## PROVIDED ENTRIES:
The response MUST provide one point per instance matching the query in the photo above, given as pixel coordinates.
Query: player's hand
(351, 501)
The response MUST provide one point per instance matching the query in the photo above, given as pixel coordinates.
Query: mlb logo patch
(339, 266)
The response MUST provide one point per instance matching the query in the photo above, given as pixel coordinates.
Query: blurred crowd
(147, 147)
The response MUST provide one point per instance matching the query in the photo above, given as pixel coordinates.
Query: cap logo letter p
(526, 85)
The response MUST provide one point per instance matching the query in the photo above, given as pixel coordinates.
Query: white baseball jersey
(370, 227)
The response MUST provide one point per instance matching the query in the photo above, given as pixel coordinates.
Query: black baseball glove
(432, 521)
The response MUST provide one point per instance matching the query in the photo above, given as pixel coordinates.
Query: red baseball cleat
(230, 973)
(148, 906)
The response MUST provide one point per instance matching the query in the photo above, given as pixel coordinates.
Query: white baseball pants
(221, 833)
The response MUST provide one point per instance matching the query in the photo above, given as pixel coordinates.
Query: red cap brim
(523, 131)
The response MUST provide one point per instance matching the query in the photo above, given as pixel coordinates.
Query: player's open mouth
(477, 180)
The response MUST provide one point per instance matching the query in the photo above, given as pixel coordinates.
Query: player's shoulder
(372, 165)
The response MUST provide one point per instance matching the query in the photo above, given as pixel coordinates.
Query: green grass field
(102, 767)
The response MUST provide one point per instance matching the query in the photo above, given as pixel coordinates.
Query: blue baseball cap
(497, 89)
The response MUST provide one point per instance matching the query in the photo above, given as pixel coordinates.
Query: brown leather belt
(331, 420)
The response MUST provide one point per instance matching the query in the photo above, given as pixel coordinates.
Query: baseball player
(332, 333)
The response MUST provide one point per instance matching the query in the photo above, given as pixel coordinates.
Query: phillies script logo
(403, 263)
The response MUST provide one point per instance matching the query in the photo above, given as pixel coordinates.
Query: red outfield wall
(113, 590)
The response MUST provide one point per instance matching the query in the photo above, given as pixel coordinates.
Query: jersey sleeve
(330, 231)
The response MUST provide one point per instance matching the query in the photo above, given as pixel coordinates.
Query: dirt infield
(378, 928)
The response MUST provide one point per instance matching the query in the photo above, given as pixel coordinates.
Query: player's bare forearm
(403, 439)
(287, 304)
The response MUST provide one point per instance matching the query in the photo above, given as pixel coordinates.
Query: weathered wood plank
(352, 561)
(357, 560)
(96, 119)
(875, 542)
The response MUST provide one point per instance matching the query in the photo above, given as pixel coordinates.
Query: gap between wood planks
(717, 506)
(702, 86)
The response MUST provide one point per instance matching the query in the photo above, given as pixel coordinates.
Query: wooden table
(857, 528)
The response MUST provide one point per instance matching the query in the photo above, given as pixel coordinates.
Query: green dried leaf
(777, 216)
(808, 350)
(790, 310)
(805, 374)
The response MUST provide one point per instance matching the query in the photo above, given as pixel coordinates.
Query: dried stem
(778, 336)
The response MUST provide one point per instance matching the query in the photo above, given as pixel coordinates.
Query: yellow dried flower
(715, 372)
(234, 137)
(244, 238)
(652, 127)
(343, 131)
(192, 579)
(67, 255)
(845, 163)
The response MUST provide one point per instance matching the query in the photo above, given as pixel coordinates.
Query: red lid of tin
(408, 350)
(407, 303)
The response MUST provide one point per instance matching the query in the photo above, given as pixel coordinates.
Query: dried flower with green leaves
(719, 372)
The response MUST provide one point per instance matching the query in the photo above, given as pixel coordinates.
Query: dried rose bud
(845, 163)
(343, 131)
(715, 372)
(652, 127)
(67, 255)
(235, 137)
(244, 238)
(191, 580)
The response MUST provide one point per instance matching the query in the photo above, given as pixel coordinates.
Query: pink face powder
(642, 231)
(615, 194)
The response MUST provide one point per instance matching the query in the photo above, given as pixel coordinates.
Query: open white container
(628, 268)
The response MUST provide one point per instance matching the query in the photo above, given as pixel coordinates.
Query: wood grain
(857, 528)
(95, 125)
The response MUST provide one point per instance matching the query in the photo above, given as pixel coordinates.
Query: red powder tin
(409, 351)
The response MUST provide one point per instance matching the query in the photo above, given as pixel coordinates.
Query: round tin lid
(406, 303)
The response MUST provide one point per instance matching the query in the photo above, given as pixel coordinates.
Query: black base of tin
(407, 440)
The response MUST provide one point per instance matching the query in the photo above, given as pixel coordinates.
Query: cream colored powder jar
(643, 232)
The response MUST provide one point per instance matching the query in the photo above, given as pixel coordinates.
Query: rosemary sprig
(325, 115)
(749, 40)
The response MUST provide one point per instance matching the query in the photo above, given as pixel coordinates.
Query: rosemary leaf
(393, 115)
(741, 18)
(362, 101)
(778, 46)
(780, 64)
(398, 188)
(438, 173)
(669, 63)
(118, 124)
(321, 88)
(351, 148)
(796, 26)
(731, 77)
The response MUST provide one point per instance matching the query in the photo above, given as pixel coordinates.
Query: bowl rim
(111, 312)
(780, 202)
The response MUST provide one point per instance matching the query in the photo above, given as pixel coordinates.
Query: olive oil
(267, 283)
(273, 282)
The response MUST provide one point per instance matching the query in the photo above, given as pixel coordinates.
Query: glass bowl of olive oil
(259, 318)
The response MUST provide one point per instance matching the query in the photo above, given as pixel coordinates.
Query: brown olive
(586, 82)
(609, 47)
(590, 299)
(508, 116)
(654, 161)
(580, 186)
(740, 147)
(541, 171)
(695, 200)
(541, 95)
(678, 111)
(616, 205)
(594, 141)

## TASK:
Go through the records above and set each one down exactly, please.

## FULL OUTPUT:
The response MUST provide one point per instance matching the query in the photo above, given as pixel coordinates.
Query: player's hand
(351, 501)
The response MUST provide one point per instance matching the query in the photo above, given as pixel coordinates.
Query: mlb logo patch
(339, 266)
The response MUST provide one point per instance matching the query in the photo above, given as pixel coordinates.
Query: blurred crowd
(147, 147)
The response MUST provide one point per instance matching the query in the photo above, given as pixel coordinates.
Query: cap logo letter p
(526, 85)
The response MUST provide one point per instance matching the query in the photo above, given as pixel coordinates.
Query: white baseball jersey
(370, 227)
The response MUST provide one point per instance matching the query in the photo above, given as pixel coordinates.
Query: black baseball glove
(432, 521)
The response MUST provide one point per instance matching the query in the photo above, given as pixel coordinates.
Query: red baseball cleat
(230, 973)
(148, 906)
The response MUST provide one point per instance matching the query in the photo above, given as pixel coordinates.
Query: white baseball pants
(221, 833)
The response MUST provide one point per instance matching the query in the photo above, given as pixel coordinates.
Query: red cap brim
(523, 131)
The response MUST provide one point per instance matching the query in the photo above, given as pixel coordinates.
Query: player's open mouth
(477, 180)
The response MUST provide one point per instance matching the query in the photo above, given as pixel coordinates.
Query: player's shoulder
(372, 165)
The response MUST provide one point per instance matching the query in the photo above, given as pixel coordinates.
Query: green grass field
(102, 767)
The response MUST provide one point per instance matching the query in the photo above, given as pixel coordinates.
Query: blue baseball cap
(497, 89)
The response MUST provide one point per instance matching the query in the photo above, given as pixel coordinates.
Query: brown leather belt
(331, 420)
The response MUST provide one point per instance matching the query in the photo above, given as pixel coordinates.
Query: baseball player
(332, 333)
The response MUST provide one point per instance matching the query in the photo above, given as pixel coordinates.
Query: phillies script logo
(403, 263)
The response MUST provide one point per instance matching the query in the photo above, given as pixel coordinates.
Query: red outfield wall
(113, 590)
The response MUST provide one point per instance matching the query in the photo above, given as pixel coordinates.
Query: jersey sleeve
(330, 231)
The response MUST provide one point per instance matching the query in the photo above, given as pixel coordinates.
Query: dirt infield
(378, 928)
The response MUST provide one point per instance matching the query in the photo above, given as pixel coordinates.
Query: player's bare forearm
(403, 439)
(287, 304)
The response MUST provide one point per instance matching the query in the photo above, given as pixel coordinates.
Query: weathered wood plank
(352, 561)
(357, 560)
(96, 119)
(875, 542)
The response MUST provide one point per instance matching the query in the photo above, given as pixel coordinates.
Query: gap between wood planks
(717, 506)
(702, 86)
The response MUST provide one point per instance matching the query in the photo above, given as pixel coordinates.
Query: wooden table
(857, 528)
The response MUST provide one point per instance matching the query in the photo above, given as pixel coordinates.
Query: green dried leaf
(777, 216)
(808, 350)
(790, 310)
(805, 374)
The response MUST provide one point per instance matching the query in the photo above, given as pixel coordinates.
Query: dried stem
(778, 336)
The response MUST provide one point per instance matching the query in the photo above, given as pixel coordinates.
Query: yellow dried flower
(715, 372)
(234, 137)
(244, 238)
(652, 127)
(343, 131)
(192, 579)
(67, 255)
(845, 163)
The response MUST provide one point per instance matching the query in the photo above, given as pixel coordinates.
Query: red lid of tin
(408, 350)
(407, 303)
The response MUST provide one point per instance matching the query in the photo above, given as pixel coordinates.
Query: dried flower with green leaves
(719, 372)
The response MUST provide one point per instance matching the query in the photo above, given as pixel coordinates.
Query: dried rose bud
(845, 163)
(343, 131)
(715, 372)
(652, 127)
(67, 255)
(235, 137)
(244, 238)
(191, 580)
The response MUST provide one point per instance matching the query in the photo above, given as pixel coordinates.
Query: pink face powder
(642, 231)
(615, 194)
The response MUST provide one point per instance matching the query in the photo above, given as pixel coordinates.
Query: open white container
(628, 268)
The response MUST provide one point per instance matching the query in the photo above, given as pixel coordinates.
Query: wood grain
(857, 528)
(95, 125)
The response MUST provide one point per instance matching the query in the photo above, given as pixel coordinates.
Query: red powder tin
(409, 351)
The response MUST provide one point per instance matching the query in the photo above, given as pixel coordinates.
Query: round tin lid
(406, 303)
The response MUST provide one point per instance matching the query in the photo above, given as pixel coordinates.
Query: black base of tin
(407, 440)
The response MUST provide one point per instance matching the query in the photo above, given as pixel coordinates.
Query: cream colored powder jar
(643, 232)
The response MUST provide one point per instance matching the query in the photo above, given as pixel coordinates.
Query: rosemary sprig
(325, 115)
(749, 40)
The response MUST provide one point per instance matching the query in the photo above, given as pixel coordinates.
Query: rosemary leaf
(393, 115)
(741, 18)
(362, 101)
(778, 46)
(780, 64)
(398, 188)
(438, 173)
(669, 63)
(118, 124)
(321, 88)
(351, 148)
(796, 26)
(731, 77)
The response MUST provide one point per instance matching the query in the photo above, given as pixel coordinates.
Query: bowl rim
(111, 312)
(780, 202)
The response MUST provide one point per instance matching the query in the photo above, given as pixel coordinates.
Query: olive oil
(267, 283)
(273, 282)
The response MUST provide one point per instance matching the query in the photo above, given as pixel coordinates.
Query: glass bowl of olive oil
(259, 318)
The response MUST provide one point per instance matching the query in the photo above, given as pixel coordinates.
Query: brown olive
(586, 82)
(609, 47)
(590, 299)
(508, 116)
(654, 161)
(580, 186)
(740, 147)
(541, 171)
(695, 200)
(541, 95)
(678, 111)
(616, 205)
(594, 141)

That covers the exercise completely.